**SHORT PROBLEM:**
Filter the rows below and copy out, unchanged, each one that contains the string "pedestrian". Matches are case-sensitive.

** Start DATA EXCERPTS **

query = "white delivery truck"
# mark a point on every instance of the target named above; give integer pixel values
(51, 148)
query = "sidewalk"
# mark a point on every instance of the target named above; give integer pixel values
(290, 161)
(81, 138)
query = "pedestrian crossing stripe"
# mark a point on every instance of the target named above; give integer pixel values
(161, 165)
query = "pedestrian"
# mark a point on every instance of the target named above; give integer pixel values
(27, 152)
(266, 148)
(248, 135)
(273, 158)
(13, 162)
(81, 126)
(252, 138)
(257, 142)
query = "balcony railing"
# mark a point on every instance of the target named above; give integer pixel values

** End DATA EXCERPTS **

**SOLVED PROBLEM:**
query = "pedestrian crossing stripe"
query = "pedestrian"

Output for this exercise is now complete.